Start Data shown

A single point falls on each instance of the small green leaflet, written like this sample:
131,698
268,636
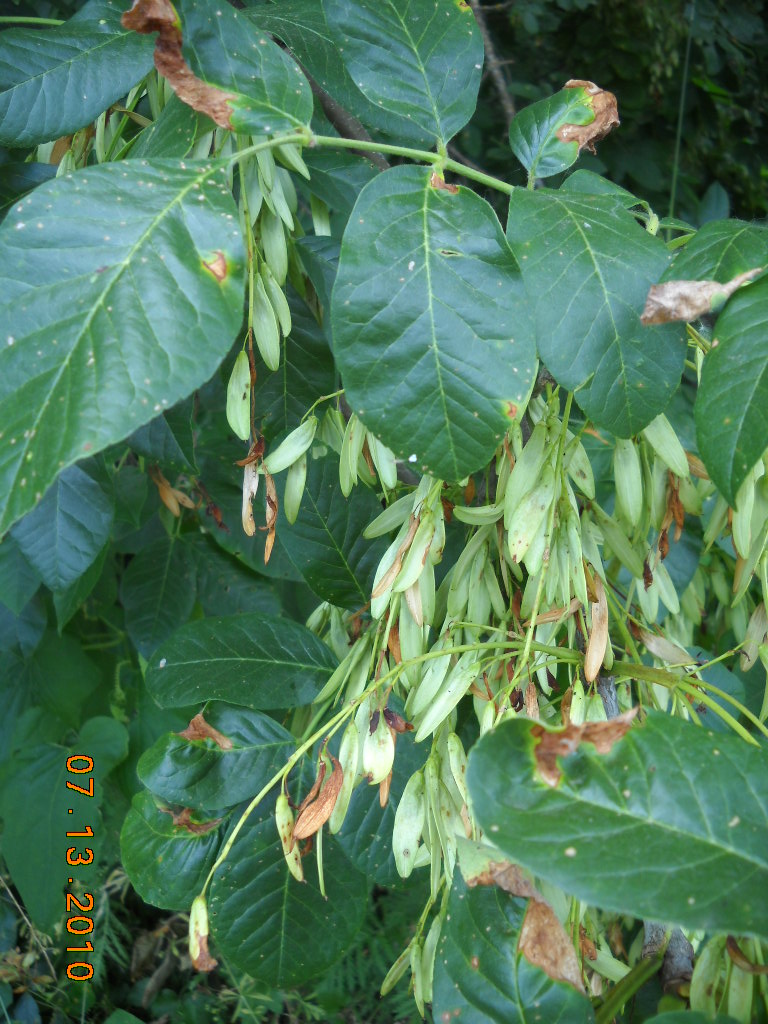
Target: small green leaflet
430,323
117,316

End Data shown

Objective
Present all the material above as a numbered list with one line per item, leaving out blank lines and omitting the pictures.

Reply
1. A single point falls on each instance of the small green leaflet, written like this sample:
2. 131,698
3. 268,636
4. Target: small green leaflet
5. 430,323
6. 117,316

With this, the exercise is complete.